:: Work instructions ::
Begin at the line containing "box: [25, 109, 48, 131]" in the entries below and end at the line containing "box: [3, 118, 32, 138]"; transcribe that range exactly and nothing outside it.

BEGIN

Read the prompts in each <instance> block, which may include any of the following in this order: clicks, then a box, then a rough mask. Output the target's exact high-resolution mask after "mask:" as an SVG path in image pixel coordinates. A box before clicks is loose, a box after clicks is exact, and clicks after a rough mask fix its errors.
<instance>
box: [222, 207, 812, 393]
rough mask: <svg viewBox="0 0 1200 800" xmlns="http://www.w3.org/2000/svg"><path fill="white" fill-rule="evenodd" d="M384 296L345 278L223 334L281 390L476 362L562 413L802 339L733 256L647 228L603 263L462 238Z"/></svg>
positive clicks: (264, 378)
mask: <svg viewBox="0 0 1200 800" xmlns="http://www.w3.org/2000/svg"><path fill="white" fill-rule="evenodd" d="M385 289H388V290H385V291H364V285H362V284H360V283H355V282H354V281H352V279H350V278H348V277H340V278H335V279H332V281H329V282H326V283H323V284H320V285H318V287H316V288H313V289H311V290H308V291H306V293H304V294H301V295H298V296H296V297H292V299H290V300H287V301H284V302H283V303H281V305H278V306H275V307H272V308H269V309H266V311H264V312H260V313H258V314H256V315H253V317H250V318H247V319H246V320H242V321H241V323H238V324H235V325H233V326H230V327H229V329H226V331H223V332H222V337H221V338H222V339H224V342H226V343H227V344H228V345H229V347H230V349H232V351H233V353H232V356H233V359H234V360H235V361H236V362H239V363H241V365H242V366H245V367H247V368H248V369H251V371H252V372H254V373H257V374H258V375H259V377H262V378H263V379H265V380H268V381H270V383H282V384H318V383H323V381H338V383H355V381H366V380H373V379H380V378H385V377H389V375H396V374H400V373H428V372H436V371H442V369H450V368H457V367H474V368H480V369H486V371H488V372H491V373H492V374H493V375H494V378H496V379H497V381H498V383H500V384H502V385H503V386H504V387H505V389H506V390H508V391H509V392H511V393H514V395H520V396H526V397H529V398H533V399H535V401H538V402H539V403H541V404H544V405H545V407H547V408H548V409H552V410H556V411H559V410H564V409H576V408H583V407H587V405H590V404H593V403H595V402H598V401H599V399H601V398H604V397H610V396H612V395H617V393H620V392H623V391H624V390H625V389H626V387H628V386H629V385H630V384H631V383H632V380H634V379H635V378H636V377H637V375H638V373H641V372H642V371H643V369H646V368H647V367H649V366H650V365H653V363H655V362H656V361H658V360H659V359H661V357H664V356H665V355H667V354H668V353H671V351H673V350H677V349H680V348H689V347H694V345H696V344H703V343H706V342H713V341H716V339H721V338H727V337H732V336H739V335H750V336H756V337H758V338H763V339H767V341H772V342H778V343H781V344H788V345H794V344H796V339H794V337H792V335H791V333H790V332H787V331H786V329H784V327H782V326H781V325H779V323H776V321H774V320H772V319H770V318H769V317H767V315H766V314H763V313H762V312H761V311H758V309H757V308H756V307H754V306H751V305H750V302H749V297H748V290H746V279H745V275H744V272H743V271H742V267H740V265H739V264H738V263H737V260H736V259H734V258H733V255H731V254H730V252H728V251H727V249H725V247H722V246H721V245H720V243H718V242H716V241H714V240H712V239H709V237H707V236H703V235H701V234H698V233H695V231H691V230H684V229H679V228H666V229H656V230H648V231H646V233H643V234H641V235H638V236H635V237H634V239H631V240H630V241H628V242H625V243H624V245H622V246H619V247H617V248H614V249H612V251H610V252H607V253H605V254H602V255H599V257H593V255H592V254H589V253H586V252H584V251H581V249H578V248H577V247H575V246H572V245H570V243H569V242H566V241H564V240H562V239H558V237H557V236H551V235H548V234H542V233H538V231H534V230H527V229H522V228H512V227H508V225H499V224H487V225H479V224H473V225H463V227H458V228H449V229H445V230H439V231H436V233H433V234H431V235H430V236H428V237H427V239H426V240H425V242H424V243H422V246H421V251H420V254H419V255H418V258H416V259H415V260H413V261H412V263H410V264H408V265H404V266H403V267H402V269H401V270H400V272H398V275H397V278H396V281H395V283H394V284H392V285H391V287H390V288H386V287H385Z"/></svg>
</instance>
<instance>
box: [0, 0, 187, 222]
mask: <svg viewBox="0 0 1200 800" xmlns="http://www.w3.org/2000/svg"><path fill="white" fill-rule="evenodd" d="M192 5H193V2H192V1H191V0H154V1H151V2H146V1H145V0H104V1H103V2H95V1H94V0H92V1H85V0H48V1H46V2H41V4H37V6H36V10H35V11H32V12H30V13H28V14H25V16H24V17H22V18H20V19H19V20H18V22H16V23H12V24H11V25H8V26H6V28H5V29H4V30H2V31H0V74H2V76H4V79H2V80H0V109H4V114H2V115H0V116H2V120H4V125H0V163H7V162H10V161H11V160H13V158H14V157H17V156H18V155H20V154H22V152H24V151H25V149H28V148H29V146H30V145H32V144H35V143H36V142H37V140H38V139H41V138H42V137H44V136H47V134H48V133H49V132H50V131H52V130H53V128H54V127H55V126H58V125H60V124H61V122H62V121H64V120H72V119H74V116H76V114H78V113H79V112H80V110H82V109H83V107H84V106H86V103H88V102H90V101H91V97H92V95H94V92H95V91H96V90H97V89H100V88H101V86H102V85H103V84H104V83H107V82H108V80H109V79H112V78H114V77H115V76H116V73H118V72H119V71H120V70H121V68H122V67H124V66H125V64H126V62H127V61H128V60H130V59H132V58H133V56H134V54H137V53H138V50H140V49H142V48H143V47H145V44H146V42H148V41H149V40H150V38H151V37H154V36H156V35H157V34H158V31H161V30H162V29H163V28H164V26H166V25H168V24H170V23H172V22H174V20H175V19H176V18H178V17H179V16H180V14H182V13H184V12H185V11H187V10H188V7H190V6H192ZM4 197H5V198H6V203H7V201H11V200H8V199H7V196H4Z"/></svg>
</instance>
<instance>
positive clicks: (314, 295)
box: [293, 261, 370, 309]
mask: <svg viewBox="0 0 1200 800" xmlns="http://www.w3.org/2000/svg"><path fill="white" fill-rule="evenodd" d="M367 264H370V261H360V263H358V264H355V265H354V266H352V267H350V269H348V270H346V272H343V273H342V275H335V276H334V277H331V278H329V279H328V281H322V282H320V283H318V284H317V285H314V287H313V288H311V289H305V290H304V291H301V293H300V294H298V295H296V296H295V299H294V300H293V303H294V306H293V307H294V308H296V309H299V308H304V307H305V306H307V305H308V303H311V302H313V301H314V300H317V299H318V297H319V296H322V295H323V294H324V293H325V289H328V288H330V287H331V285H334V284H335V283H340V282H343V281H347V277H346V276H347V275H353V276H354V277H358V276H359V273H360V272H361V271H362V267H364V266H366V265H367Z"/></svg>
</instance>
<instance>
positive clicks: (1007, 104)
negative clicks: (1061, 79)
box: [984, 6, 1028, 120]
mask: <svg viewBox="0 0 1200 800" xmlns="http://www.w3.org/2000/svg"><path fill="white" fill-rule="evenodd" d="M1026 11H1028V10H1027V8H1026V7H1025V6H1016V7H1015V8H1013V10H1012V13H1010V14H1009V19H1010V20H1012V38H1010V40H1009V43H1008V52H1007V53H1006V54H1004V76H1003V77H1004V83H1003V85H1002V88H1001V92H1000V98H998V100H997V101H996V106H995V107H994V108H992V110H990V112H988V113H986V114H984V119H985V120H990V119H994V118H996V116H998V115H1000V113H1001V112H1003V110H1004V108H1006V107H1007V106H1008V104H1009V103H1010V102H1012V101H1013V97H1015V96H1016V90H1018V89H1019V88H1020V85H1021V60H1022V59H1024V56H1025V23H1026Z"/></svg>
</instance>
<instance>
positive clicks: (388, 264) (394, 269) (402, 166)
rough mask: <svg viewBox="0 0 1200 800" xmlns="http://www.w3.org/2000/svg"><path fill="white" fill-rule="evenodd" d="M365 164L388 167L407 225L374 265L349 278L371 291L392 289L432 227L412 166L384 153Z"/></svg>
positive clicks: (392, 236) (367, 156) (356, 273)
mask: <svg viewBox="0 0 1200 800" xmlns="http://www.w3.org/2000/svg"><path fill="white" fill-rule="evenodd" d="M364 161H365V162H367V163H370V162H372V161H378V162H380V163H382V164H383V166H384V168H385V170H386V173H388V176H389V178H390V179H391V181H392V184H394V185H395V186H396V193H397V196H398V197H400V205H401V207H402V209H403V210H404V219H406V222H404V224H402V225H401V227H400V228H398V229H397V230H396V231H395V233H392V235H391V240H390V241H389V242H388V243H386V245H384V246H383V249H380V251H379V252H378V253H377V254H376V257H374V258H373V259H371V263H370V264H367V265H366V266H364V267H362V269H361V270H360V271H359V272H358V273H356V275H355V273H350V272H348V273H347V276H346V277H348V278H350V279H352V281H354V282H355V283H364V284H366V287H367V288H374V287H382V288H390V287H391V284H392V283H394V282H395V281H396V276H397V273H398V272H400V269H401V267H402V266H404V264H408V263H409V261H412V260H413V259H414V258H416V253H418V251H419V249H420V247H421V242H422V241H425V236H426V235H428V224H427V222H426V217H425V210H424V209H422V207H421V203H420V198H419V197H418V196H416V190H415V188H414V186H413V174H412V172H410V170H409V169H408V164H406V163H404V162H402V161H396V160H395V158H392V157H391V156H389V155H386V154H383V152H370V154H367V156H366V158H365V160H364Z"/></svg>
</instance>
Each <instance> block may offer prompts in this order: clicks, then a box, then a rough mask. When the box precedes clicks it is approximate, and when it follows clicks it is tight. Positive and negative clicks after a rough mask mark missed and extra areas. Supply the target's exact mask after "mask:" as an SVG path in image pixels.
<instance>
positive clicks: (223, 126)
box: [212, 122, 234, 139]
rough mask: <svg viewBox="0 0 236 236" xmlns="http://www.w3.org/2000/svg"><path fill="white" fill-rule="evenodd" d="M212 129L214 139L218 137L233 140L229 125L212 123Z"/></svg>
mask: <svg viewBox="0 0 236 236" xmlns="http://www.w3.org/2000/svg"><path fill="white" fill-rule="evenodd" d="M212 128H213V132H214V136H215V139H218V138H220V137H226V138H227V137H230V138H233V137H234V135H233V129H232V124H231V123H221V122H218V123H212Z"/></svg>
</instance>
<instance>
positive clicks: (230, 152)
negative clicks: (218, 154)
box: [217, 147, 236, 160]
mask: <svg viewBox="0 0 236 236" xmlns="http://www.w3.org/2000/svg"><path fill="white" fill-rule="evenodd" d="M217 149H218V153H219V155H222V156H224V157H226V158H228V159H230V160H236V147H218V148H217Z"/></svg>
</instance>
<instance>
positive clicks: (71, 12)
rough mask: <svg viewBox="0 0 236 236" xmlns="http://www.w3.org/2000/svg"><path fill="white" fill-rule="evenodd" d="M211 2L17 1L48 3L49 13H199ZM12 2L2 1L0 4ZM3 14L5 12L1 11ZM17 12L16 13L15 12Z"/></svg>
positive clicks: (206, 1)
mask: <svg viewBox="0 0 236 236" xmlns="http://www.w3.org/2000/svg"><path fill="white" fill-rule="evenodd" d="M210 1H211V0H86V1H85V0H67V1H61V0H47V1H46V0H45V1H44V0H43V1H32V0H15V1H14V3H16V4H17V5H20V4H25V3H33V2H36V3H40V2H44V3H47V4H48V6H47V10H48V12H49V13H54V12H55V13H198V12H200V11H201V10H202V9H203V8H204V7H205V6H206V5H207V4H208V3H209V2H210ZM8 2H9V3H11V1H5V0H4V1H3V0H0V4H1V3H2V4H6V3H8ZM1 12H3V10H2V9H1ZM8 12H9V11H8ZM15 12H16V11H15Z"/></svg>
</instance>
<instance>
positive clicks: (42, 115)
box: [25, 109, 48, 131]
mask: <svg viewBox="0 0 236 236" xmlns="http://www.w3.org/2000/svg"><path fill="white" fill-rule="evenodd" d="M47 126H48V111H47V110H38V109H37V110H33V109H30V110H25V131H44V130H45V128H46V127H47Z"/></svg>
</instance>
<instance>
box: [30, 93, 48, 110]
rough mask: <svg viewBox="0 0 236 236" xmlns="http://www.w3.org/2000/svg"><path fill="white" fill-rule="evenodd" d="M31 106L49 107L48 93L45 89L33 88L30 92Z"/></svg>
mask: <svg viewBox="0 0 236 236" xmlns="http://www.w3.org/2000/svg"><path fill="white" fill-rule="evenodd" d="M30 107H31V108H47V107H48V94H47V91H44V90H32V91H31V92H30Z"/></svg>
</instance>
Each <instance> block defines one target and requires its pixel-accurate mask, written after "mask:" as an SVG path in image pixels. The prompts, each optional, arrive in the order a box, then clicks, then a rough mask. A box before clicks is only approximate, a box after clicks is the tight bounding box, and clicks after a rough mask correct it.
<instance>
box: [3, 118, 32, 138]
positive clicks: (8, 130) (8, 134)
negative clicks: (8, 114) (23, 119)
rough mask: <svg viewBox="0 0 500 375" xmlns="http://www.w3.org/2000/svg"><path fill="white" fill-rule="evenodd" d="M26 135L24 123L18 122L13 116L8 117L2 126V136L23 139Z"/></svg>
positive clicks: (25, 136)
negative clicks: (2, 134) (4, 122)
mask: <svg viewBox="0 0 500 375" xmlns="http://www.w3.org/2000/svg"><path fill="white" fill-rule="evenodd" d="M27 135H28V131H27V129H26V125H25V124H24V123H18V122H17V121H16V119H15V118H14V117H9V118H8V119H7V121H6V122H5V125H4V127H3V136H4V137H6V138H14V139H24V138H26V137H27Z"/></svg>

END

:: Task answer ::
box: [25, 109, 48, 131]
mask: <svg viewBox="0 0 236 236" xmlns="http://www.w3.org/2000/svg"><path fill="white" fill-rule="evenodd" d="M47 126H48V111H47V110H38V109H37V110H33V109H30V110H25V131H44V130H45V128H46V127H47Z"/></svg>
</instance>
<instance>
box: [30, 93, 48, 110]
rough mask: <svg viewBox="0 0 236 236" xmlns="http://www.w3.org/2000/svg"><path fill="white" fill-rule="evenodd" d="M31 106L49 107L48 93L45 89L33 88L30 92Z"/></svg>
mask: <svg viewBox="0 0 236 236" xmlns="http://www.w3.org/2000/svg"><path fill="white" fill-rule="evenodd" d="M30 107H31V108H47V107H48V94H47V91H44V90H32V91H31V92H30Z"/></svg>
</instance>
Each <instance> block defines one target and requires its pixel-accurate mask, written after "mask:" as an SVG path in image pixels. The prompts, each optional, arrive in the order a box, then clicks, then a rough mask. A box before clicks is only approximate, a box after clicks is the tight bounding box, and clicks after a rough mask correct it.
<instance>
box: [3, 118, 32, 138]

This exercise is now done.